▶ _Work required_:
Copy every entry below exactly as it appears, leaving out the images.

(Image-grounded pointing data)

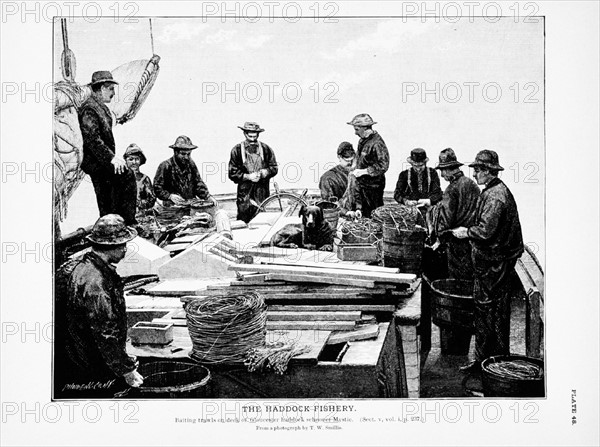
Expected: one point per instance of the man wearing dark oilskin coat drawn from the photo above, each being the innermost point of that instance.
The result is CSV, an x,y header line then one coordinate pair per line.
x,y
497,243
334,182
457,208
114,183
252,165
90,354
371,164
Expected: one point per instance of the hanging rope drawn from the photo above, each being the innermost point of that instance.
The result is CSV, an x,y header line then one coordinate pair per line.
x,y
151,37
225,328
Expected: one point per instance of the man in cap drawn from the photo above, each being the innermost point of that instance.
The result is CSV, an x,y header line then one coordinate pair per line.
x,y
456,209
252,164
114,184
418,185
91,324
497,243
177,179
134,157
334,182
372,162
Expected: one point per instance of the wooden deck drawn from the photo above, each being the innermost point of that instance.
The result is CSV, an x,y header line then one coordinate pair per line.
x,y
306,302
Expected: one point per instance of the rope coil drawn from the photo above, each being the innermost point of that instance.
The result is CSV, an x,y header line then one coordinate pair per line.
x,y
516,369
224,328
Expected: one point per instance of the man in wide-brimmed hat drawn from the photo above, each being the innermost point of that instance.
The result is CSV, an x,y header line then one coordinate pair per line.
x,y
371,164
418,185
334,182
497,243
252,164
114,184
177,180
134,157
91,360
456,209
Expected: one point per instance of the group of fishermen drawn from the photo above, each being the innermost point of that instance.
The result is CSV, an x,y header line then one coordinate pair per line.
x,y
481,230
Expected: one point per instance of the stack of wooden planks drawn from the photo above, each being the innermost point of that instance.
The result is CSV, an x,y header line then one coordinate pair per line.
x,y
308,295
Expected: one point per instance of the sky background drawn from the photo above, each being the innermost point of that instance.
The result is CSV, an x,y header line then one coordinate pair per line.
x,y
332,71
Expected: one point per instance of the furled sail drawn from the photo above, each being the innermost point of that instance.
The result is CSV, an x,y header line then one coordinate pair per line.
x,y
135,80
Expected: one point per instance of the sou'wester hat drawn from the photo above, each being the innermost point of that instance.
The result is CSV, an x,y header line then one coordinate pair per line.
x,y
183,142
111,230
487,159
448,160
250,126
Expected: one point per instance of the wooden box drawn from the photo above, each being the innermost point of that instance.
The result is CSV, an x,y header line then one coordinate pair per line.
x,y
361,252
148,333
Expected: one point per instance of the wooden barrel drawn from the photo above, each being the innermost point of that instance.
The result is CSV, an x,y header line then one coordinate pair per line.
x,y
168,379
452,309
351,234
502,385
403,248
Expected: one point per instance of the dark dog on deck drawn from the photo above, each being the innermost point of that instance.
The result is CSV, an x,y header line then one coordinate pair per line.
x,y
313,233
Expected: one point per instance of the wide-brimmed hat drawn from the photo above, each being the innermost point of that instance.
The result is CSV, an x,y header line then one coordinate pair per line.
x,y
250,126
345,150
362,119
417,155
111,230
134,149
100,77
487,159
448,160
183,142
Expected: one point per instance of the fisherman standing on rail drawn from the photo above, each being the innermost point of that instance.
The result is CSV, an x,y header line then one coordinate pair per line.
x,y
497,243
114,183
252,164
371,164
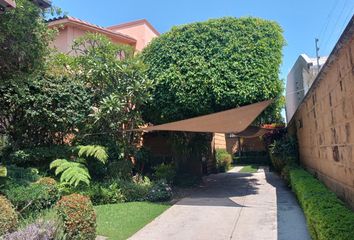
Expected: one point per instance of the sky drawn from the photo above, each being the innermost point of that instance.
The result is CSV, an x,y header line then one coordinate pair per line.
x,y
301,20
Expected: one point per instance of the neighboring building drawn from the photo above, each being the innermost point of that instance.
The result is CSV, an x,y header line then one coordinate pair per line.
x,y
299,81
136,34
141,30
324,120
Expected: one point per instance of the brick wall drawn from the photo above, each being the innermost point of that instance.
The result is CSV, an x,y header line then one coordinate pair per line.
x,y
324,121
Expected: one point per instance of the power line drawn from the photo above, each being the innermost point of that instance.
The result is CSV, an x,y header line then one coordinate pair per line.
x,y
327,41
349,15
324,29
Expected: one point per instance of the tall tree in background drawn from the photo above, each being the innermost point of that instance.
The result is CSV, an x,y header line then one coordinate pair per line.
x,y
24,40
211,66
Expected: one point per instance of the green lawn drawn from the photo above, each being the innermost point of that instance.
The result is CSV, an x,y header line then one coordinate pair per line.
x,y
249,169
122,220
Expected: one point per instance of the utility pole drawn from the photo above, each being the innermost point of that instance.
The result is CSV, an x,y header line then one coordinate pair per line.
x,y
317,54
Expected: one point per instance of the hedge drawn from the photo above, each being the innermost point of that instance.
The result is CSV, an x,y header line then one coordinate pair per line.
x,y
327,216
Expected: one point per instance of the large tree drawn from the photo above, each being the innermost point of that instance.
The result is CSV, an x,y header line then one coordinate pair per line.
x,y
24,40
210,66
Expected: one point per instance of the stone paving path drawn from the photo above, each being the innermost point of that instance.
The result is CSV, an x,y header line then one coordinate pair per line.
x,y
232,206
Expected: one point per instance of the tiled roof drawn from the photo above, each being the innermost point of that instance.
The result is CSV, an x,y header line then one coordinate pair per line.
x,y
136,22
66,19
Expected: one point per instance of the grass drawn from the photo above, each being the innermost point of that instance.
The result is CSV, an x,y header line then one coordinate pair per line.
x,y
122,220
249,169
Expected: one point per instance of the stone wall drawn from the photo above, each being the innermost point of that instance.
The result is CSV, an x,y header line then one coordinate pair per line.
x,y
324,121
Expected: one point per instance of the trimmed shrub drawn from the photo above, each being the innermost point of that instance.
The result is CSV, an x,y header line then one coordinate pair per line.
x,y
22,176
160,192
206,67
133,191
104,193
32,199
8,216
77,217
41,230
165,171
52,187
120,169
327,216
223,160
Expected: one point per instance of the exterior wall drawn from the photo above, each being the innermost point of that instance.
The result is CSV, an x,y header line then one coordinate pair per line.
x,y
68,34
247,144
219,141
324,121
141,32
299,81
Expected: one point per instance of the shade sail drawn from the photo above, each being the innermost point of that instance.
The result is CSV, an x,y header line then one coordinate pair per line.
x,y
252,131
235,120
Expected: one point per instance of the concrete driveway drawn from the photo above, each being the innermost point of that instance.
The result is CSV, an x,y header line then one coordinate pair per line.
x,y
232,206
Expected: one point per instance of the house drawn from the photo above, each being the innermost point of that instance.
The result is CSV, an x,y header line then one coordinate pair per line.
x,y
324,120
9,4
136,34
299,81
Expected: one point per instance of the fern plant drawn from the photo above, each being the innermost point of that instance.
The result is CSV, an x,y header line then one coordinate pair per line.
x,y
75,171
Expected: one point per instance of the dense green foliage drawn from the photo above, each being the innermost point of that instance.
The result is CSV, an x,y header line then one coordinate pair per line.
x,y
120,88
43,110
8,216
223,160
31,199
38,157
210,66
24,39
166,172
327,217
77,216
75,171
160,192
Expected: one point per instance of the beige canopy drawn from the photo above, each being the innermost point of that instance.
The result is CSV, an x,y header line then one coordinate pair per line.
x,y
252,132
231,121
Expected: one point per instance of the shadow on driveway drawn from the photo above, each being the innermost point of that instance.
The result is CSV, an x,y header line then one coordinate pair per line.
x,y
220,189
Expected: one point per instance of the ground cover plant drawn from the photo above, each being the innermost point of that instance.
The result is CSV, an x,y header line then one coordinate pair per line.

▶ _Completed task_:
Expected: one point per instance of the man wearing dark oilskin coat drawn from the photo above, each being the innermost point of that instance.
The result is CSV, an x,y header line then one coordinate pair per line.
x,y
497,243
334,182
457,208
114,183
252,165
90,354
371,164
Expected: one point per instance of the hanging rope drawn from the photo above, each being the innermost point of that instance.
The result is CSV, an x,y header line then one coordinate pair per line.
x,y
151,37
225,328
Expected: one point per instance of the man in cap drawn from the photo above, each being the innermost point of that instance.
The result is CSV, an x,y header line then one coordinate pair per line.
x,y
456,209
252,164
114,184
418,185
91,324
497,243
177,179
134,157
334,182
372,162
Expected: one point per instance of the wooden deck drawn from the photo above, each being the innermost point of that instance.
The result is CSV, an x,y header line then one coordinate pair per line.
x,y
306,302
Expected: one point per instance of the rope coil drawn from the photo above, each being the innermost point of that instance.
The result is CSV, an x,y header line then one coordinate pair per line.
x,y
516,369
224,328
Expected: one point per instance of the man in wide-brimmed hat drawn from the photo above, each being the innermost point of that instance.
The result is CSV, an x,y header line then one coordinate pair per line.
x,y
371,164
418,185
334,182
497,243
252,164
114,184
177,180
134,157
91,360
456,209
Expected: one point per instance of the group of fishermen drawn from the photo above, each being the innermost point of that instance.
The result is CSV, an x,y header line then one coordinate pair per line.
x,y
481,230
Expected: one point per instance of the stack of wooden planks drawn from the photo above, each being the innermost point of that instance.
The result is CSV, an x,y header line then one coordinate pair per line.
x,y
308,295
Expected: one point per instance of the sky background drawn from the photo above, each being the innermost point of that instance.
The result is CSV, an x,y header line then one coordinate pair per line.
x,y
332,71
Expected: one point per instance of the furled sail drawn from the photo above, each being the innermost point of that instance.
The result is CSV, an x,y header line then one coordinate pair per line.
x,y
135,80
Expected: one point per instance of the sou'wester hat drawn from the photo above, each being the innermost point of that instance.
The result is CSV, an x,y header line then one coordinate pair per line.
x,y
183,142
111,230
487,159
448,160
250,126
Expected: one point per instance of the wooden box drawn from the photo above, each being the innermost point of that instance.
The result is CSV, an x,y header line then one coordinate pair per line.
x,y
361,252
148,333
Expected: one point per instance of the wooden barrel drawn from the photo above, each being the innermost point of that instance.
The result is CSV, an x,y header line then one coordinate pair per line.
x,y
168,379
452,309
351,234
502,385
403,248
Expected: one point per instance of the dark dog on deck drawn from the photo above, each being the innermost point of that instance.
The result is CSV, an x,y header line then one coordinate pair per line.
x,y
313,233
Expected: one point per instance of the wide-brimmed hat drawn from the photo above, each being the innermost point of that instance.
The result is CSV, an x,y header line then one coordinate pair per line.
x,y
250,126
345,150
362,119
417,155
111,230
134,149
100,77
487,159
448,160
183,142
Expected: one point per instance of the fisherman standing on rail drawn from the photo above, each being the innermost point of that instance.
The result is CSV, an x,y header line then one coordinate pair per line.
x,y
497,243
114,183
252,164
371,164
Expected: one point per instance of the sky drawn from the photo above, each being the innermost point of that instance.
The result is CSV, an x,y header line then one coordinate pair per line.
x,y
301,20
Expected: one point per instance of the neighboring building drawn from the photo above, each being the innermost point of that instance.
The result is CSV, an x,y header line then one coordinate pair per line.
x,y
299,81
136,34
141,30
324,120
Expected: one point per instance of the brick wall drawn from the photo above, each being the innermost point of that instance.
The result is CSV, an x,y header line then one coordinate pair per line.
x,y
324,121
Expected: one point per instance of the power line drawn from the photo above, each being the innermost point of that instance.
The result is CSV, an x,y header line then one coordinate pair per line.
x,y
327,41
349,15
324,29
Expected: one point per instance of the tall tree in background drawn from the photo above, each being the innermost point of that instance.
The result is CSV, an x,y header line then one coordinate pair per line.
x,y
24,40
211,66
Expected: one point per instance of the green lawn drawn from the photo above, each being the innermost point of that instance.
The result is CSV, an x,y header line then one coordinate pair per line.
x,y
249,169
122,220
Expected: one point per instance of the utility pole drawn from the photo above, each being the innermost point of that instance.
The result is CSV, an x,y header line then one coordinate pair per line.
x,y
317,54
Expected: one point per instance of the hedge drawn from the photo above, each being the innermost point of that instance.
The result is CSV, an x,y header line then one coordinate pair per line.
x,y
327,216
Expected: one point per instance of the large tree drawn from the photo above, each being the innermost point of that instance.
The result is CSV, an x,y header line then one coordinate pair per line.
x,y
24,40
210,66
Expected: one point per instance of the stone paving path drawn from the photo above, each being the innermost point of that instance.
The result is CSV, an x,y header line then one coordinate pair per line.
x,y
232,206
Expected: one point per instance of the tiled roof drawn from the photo above, each being the innermost point of that instance.
The result is CSV, an x,y header line then one coordinate pair per line.
x,y
136,22
66,19
Expected: one point per instance of the grass drawn from the photo above, each being the innermost point of that instance.
The result is CSV, an x,y header line then one coordinate pair per line.
x,y
122,220
249,169
Expected: one point per instance of the stone wall drawn from the photo above, each being the innermost point of that instance.
The result is CSV, an x,y header line then one coordinate pair per line.
x,y
324,121
Expected: one point per instance of the trimmed shrub drawn from the photo above, each being the innermost point of that instance.
The result is CSV, an x,y header line then one coordinate pair per line.
x,y
22,176
160,192
206,67
133,191
104,193
32,199
8,216
77,217
41,230
165,171
52,187
120,169
327,216
223,160
Expected: one point per instance of the exterior wall drawn from the photo above, each being the innermost point of that instance.
The result is CSV, an x,y header line then one coordinate pair per line.
x,y
68,34
247,144
219,141
324,121
141,32
299,81
Expected: one point per instance of the shade sail drawn from the photo above, each being the innermost point of that instance.
The result is CSV, an x,y header line then one coordinate pair per line.
x,y
252,131
235,120
Expected: one point per instance of the concrete driveway drawn from the photo above, each being the innermost point of that instance.
The result is CSV, an x,y header line then one coordinate pair per line.
x,y
232,206
Expected: one point per instance of the house drawn from the photo above, each being the innermost point of that instance.
The result is CSV, an x,y header line then one coordinate pair per line.
x,y
324,120
9,4
136,34
299,81
Expected: one point per instance of the fern plant drawn from the photo above, each being the innermost point of that instance.
The result is CSV, an x,y header line then one coordinate pair per line.
x,y
75,171
Expected: one point per instance of the dense green foliage drawn from the photo above, each being the innermost point of that instance.
The result is CSV, an x,y header line then one coordinate pair per line.
x,y
120,88
43,110
8,216
223,160
31,199
38,157
210,66
24,39
166,172
327,217
77,216
75,171
160,192
Expected: one point per instance of the beige canopy drawn from the photo above, each being the innermost point of that instance.
The result is CSV, an x,y header line then one coordinate pair per line.
x,y
252,132
231,121
Expected: one point per instance of the shadow on driveway drawn from the photo above, each being the innermost point of that instance.
The result is CSV, an x,y header line then one coordinate pair per line.
x,y
220,189
Expected: one point per instance of the ground cover plant drawn from the photo above, each being the innermost point of that instance.
The result is CSV, an x,y header line then one coordinate pair per line.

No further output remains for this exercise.